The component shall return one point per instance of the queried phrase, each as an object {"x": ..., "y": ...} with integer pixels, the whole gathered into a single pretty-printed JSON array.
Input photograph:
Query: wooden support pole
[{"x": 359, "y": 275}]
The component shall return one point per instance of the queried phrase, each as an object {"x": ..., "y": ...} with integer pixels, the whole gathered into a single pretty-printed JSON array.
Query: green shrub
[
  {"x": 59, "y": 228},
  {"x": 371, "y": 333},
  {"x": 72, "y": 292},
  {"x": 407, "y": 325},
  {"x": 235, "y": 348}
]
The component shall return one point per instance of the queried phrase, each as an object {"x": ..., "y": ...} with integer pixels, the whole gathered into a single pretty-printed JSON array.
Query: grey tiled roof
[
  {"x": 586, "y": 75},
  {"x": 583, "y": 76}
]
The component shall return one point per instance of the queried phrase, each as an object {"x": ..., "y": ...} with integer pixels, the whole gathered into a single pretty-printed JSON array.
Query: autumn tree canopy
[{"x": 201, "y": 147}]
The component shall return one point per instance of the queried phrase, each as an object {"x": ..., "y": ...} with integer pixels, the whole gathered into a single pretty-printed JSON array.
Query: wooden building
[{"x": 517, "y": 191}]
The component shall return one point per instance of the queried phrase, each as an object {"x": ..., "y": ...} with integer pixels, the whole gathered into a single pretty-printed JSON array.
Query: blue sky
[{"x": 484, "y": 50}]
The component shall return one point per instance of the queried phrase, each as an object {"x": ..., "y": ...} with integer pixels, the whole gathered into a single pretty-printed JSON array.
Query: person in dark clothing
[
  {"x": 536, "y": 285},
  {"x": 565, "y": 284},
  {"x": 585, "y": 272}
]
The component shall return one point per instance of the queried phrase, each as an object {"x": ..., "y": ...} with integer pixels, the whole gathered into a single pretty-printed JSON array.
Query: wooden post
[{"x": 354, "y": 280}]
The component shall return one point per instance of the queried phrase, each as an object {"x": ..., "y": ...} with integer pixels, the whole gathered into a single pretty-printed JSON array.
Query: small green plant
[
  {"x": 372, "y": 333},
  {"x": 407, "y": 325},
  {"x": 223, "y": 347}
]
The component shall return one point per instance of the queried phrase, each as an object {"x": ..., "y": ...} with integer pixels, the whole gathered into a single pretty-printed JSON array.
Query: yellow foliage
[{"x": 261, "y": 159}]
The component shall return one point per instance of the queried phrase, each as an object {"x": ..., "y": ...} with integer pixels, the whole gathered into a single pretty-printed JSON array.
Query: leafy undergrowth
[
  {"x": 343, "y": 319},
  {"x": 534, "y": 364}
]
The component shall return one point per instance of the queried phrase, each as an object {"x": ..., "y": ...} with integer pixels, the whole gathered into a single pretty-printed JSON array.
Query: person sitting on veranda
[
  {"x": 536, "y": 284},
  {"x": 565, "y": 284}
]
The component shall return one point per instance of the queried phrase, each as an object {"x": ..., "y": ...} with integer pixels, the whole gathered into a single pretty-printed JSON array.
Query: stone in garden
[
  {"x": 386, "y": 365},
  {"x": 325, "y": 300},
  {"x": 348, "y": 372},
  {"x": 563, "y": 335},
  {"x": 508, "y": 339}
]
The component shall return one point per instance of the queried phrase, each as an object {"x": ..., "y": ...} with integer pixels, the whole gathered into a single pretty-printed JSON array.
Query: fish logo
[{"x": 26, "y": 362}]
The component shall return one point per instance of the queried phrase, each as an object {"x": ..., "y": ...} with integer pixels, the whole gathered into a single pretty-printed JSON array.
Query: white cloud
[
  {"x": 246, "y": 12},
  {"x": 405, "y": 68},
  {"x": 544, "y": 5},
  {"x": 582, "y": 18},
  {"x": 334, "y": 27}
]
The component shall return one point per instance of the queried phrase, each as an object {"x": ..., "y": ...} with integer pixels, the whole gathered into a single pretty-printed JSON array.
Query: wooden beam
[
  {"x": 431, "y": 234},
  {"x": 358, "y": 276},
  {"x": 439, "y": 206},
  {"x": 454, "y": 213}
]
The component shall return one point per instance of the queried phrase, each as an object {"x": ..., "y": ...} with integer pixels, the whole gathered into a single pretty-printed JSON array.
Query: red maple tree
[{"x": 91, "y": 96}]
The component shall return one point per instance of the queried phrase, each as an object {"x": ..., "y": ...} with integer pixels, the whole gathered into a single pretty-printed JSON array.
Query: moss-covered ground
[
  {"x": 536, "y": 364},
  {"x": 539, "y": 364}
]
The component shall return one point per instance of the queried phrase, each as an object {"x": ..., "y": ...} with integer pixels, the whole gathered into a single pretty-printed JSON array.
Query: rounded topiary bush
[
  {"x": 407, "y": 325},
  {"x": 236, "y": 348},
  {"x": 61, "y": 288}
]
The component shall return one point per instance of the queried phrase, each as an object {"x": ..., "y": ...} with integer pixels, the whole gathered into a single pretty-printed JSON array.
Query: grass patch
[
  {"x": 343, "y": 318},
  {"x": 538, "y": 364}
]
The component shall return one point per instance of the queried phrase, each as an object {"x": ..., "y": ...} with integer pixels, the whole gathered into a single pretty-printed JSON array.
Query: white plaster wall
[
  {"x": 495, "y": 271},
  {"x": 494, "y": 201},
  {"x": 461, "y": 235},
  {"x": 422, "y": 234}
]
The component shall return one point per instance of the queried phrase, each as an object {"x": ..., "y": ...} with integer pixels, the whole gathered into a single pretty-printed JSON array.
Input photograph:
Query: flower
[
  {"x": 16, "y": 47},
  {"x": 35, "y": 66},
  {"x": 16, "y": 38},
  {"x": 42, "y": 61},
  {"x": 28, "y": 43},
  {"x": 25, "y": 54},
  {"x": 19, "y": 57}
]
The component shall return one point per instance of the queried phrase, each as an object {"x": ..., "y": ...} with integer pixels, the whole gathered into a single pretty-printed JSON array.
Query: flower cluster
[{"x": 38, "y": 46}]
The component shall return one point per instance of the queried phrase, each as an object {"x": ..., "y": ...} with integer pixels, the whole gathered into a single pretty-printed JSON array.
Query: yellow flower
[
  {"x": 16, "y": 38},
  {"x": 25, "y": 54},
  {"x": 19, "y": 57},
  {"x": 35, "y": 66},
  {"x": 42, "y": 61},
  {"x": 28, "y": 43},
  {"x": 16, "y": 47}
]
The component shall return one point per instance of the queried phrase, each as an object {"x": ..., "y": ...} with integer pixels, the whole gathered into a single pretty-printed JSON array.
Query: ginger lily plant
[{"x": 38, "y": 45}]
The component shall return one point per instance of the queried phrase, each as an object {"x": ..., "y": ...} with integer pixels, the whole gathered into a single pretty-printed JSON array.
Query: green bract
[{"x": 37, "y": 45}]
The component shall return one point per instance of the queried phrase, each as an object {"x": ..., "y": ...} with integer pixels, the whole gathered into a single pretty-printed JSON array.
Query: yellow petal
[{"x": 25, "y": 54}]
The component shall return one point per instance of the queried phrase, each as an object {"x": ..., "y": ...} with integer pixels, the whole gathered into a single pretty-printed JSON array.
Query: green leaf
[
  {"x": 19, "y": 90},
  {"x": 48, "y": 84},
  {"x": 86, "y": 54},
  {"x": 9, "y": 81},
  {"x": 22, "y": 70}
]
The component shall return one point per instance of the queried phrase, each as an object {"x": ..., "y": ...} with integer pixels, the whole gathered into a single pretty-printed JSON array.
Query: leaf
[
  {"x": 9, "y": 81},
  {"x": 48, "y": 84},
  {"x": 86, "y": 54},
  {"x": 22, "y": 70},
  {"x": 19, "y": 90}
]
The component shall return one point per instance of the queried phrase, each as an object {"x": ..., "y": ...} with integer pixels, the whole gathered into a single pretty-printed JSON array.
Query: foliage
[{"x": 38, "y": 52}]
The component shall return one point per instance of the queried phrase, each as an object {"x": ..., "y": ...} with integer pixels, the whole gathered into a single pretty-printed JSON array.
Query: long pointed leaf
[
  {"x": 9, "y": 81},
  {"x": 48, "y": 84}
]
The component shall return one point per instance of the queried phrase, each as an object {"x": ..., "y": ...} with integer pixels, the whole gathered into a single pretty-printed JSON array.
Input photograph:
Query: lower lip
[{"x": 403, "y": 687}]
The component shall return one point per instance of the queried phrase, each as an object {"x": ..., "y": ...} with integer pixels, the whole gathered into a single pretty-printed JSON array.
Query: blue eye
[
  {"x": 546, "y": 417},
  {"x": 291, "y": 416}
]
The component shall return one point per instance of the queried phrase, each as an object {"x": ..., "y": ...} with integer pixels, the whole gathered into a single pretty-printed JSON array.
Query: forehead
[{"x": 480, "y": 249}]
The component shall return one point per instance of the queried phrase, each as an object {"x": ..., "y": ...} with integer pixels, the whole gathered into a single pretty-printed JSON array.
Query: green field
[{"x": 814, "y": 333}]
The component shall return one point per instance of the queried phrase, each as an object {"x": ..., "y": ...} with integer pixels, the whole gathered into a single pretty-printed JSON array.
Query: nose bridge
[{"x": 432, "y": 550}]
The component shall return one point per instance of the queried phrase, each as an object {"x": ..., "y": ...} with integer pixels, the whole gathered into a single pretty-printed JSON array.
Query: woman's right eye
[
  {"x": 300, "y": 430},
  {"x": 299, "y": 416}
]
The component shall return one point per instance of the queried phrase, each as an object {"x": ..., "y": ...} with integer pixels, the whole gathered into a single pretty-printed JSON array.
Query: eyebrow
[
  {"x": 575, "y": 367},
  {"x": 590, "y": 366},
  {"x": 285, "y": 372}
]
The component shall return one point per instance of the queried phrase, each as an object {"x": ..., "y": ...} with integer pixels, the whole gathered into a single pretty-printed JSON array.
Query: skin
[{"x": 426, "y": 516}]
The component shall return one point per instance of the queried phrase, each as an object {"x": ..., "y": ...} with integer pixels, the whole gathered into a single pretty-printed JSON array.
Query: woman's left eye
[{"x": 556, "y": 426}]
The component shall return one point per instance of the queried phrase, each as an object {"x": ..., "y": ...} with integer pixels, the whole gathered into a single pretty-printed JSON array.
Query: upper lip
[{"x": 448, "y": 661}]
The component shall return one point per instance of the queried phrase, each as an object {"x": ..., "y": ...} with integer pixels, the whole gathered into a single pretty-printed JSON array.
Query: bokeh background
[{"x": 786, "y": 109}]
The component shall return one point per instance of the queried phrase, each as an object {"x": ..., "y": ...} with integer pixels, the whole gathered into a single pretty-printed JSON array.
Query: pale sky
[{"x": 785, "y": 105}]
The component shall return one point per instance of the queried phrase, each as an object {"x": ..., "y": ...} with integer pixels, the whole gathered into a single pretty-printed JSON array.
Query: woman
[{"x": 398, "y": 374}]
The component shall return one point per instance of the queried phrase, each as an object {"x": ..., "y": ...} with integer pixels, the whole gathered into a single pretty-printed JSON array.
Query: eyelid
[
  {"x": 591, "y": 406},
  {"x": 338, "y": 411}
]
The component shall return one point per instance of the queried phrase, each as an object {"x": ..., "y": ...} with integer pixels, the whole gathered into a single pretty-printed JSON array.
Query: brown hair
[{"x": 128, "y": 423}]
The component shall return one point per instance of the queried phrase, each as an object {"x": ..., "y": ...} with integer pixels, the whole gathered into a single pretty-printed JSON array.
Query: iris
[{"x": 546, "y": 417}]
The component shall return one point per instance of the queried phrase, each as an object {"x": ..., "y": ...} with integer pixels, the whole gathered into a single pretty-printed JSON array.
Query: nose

:: Your task ::
Pick out every line in the data above that contains the string "plant", and copy each of those lines in full.

:: Exercise output ::
Query: small green plant
Query: ginger lily plant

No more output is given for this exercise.